__Records provided__.
════

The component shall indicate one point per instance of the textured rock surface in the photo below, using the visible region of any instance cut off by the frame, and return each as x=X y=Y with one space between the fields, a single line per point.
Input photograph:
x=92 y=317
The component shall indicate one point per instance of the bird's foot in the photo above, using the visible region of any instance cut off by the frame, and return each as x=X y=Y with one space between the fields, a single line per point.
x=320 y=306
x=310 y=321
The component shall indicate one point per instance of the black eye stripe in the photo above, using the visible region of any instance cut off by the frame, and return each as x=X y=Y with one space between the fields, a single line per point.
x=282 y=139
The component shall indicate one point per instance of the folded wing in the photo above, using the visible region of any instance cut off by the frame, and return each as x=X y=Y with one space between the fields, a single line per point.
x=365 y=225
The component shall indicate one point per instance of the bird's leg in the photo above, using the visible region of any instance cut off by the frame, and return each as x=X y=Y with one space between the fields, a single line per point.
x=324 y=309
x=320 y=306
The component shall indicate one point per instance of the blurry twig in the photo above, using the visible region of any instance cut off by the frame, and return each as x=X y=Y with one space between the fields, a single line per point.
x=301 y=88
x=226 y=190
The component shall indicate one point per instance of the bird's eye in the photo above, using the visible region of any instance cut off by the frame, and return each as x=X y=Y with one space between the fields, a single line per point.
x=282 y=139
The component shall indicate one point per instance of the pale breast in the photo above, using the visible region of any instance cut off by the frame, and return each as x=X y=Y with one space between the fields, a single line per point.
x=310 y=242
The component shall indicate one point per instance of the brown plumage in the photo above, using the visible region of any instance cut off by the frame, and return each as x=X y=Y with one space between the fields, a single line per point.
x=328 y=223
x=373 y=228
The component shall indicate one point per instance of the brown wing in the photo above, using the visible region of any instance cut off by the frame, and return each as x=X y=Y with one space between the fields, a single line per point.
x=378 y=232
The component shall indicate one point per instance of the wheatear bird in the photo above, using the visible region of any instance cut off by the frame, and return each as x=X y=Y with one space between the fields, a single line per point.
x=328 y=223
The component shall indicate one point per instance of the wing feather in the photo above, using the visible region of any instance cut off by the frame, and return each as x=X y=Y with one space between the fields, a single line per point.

════

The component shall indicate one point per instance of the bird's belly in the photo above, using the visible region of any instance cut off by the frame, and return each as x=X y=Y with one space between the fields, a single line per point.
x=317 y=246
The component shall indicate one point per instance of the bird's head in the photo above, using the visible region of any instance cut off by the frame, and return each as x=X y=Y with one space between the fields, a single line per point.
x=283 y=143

════

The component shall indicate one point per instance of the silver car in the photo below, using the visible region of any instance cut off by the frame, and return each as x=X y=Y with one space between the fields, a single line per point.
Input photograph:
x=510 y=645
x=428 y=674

════

__Task goal__. Return, from the data, each line that has the word "below" in it.

__Answer to this task__.
The component shall indicate one point per instance of the textured rock surface in the photo below, using the visible region of any instance cut off by the frame, and return each as x=X y=Y with one space between the fields, a single line per point.
The component shall indicate one point per instance of the silver car in the photo below, using the visible region of any instance cut off by the frame, and return each as x=X y=Y with one space between the fields, a single line per point.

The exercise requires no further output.